If a line in the records below holds the string "covered", count it, and state only the final count.

▶ _Supplied information_:
*** Block opens ***

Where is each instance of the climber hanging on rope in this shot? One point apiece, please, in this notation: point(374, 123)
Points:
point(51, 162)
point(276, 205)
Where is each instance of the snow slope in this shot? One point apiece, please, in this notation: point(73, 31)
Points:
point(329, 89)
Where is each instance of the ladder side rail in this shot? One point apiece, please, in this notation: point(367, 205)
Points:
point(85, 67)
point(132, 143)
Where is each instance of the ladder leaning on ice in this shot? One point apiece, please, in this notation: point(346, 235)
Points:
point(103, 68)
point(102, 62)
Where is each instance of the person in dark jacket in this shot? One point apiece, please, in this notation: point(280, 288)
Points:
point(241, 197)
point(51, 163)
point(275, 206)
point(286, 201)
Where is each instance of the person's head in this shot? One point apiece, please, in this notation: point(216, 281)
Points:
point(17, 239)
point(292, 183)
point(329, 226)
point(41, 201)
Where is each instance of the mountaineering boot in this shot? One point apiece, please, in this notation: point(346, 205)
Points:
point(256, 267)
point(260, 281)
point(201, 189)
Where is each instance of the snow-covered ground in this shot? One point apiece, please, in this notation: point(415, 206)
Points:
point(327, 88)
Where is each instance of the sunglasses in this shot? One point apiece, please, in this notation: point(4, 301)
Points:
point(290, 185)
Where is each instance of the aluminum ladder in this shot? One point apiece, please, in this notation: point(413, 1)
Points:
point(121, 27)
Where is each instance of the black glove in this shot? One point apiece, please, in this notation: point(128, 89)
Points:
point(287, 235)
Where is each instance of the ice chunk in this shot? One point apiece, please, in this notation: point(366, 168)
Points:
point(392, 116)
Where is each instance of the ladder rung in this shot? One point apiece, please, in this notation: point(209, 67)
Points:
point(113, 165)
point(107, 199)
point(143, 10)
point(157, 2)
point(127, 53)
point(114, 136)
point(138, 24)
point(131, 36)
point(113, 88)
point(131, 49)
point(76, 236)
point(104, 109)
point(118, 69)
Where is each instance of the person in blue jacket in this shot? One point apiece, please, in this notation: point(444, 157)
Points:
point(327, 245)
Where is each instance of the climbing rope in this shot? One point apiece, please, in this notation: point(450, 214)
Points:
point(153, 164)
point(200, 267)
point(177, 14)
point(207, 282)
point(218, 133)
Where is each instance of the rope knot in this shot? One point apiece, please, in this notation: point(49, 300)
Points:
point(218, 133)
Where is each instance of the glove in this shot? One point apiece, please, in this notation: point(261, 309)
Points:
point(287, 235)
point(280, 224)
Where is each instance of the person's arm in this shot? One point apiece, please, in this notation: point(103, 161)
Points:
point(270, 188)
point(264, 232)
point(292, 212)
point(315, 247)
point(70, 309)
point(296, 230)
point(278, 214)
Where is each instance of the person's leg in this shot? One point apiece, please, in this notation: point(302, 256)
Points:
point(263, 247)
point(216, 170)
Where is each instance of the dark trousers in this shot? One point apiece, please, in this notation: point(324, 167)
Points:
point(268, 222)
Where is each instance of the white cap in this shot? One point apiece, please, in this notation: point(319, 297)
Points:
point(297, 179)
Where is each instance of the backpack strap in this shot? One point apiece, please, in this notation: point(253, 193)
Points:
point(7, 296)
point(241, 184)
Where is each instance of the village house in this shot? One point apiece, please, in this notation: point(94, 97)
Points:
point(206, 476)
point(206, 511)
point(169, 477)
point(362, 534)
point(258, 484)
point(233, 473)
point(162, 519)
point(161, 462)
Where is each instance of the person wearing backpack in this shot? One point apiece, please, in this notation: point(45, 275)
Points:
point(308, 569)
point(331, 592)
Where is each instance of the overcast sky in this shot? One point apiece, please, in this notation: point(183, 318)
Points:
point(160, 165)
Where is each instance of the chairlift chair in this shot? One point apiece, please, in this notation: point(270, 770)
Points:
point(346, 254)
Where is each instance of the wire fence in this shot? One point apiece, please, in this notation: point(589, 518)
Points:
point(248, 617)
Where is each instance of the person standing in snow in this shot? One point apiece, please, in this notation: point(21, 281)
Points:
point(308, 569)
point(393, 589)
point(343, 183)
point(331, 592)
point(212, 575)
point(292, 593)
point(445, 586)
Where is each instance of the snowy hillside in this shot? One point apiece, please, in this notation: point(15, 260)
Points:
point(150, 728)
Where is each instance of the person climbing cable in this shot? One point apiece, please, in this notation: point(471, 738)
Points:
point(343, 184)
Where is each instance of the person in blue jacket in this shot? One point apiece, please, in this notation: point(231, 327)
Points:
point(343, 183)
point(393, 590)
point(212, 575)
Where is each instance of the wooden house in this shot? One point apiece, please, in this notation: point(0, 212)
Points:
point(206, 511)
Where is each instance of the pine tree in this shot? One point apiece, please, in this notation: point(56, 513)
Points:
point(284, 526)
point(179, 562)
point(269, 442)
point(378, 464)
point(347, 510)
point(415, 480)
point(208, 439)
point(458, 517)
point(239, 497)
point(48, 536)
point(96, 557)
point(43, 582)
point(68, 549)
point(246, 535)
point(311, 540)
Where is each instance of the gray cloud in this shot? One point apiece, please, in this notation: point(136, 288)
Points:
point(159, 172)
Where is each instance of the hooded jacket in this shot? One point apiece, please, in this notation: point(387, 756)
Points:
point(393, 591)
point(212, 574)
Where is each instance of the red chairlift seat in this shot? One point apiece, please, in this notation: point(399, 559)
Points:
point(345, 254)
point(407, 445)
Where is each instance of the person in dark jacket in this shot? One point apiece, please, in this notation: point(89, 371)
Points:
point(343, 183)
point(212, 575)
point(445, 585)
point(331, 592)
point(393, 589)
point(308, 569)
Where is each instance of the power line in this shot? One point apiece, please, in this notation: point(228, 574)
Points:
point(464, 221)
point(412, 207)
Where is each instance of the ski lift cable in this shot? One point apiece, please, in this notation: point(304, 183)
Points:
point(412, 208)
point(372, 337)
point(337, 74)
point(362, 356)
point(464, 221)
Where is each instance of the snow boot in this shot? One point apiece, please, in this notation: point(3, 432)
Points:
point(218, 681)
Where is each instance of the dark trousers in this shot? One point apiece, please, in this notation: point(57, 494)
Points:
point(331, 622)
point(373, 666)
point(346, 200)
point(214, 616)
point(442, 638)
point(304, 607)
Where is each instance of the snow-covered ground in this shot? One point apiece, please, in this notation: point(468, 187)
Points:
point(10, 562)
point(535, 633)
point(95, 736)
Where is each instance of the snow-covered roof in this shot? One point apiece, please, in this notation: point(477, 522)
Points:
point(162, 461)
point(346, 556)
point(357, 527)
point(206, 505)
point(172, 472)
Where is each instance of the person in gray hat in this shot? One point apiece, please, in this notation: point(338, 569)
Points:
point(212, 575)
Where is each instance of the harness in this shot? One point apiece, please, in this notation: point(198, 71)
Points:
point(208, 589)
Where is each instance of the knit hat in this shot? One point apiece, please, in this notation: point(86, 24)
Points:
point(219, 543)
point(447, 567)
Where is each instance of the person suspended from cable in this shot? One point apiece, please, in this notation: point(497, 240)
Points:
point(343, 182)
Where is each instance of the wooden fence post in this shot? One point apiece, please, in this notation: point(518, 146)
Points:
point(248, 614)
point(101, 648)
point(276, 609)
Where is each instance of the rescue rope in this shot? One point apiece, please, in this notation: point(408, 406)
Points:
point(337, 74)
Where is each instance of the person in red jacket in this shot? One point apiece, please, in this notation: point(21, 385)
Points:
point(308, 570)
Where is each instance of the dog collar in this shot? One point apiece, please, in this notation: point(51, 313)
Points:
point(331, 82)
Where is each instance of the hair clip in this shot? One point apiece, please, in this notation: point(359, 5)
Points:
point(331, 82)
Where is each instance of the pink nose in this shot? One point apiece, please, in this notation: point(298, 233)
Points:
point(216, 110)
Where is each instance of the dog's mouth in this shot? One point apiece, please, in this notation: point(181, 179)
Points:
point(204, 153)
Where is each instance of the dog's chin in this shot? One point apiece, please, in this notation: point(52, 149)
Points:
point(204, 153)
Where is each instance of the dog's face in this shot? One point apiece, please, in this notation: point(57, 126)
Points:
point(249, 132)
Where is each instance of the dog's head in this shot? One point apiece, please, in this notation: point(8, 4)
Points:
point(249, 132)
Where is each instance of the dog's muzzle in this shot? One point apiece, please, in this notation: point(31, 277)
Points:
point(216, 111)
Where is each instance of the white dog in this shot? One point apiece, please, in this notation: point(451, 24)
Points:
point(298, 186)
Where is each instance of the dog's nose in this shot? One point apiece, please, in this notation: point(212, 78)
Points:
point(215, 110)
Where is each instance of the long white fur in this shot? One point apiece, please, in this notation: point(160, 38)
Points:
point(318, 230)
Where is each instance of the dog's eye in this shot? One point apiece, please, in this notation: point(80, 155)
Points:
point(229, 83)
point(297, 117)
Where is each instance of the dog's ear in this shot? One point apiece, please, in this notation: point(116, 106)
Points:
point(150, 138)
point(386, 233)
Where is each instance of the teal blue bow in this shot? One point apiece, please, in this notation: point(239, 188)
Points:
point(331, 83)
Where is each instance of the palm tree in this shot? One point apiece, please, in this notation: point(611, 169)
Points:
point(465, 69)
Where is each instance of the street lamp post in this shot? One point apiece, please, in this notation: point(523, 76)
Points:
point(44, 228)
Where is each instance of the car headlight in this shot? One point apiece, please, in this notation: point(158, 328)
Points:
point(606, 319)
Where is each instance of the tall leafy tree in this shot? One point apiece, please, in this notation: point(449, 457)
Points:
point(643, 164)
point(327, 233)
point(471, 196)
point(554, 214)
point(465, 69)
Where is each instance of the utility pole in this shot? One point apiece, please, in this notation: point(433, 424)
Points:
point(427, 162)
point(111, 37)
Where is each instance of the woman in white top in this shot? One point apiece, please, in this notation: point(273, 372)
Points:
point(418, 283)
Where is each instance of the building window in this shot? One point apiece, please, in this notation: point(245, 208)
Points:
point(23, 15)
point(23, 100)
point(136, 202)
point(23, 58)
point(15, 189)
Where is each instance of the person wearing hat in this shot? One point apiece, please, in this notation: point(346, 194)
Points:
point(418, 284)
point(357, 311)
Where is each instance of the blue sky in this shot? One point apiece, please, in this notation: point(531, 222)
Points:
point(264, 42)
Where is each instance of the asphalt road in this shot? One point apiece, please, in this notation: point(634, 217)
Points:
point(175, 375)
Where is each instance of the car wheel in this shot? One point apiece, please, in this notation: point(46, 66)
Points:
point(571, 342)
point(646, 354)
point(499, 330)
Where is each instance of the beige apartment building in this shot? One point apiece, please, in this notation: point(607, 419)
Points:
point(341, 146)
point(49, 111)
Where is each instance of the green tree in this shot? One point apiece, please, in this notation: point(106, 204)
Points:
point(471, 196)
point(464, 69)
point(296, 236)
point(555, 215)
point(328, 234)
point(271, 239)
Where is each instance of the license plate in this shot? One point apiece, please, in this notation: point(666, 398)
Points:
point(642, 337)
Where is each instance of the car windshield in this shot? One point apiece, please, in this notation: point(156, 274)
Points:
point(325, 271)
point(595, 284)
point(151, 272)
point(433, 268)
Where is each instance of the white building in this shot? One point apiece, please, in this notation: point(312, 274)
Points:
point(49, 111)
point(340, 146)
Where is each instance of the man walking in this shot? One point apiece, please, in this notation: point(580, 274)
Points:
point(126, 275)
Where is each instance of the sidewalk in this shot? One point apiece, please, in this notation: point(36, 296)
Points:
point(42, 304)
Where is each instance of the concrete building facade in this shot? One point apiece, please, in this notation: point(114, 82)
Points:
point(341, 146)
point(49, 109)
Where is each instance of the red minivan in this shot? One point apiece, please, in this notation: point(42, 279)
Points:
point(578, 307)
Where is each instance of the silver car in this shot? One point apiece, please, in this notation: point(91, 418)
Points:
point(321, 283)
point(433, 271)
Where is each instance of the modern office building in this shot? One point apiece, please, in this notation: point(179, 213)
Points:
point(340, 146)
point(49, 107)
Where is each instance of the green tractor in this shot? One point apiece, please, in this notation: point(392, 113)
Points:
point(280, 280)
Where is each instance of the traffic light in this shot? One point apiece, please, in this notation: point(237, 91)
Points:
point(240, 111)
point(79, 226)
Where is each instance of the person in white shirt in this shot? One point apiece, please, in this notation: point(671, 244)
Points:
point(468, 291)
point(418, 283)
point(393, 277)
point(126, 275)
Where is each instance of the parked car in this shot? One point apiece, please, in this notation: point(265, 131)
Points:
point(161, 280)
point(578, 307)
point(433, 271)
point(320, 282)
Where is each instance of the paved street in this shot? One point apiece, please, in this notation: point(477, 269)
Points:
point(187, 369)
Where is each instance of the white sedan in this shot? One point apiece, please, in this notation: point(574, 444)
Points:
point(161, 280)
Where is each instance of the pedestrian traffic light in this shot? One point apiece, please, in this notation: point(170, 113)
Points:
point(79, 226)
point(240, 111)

*** Block closes ***

▶ _Problem solution_: 3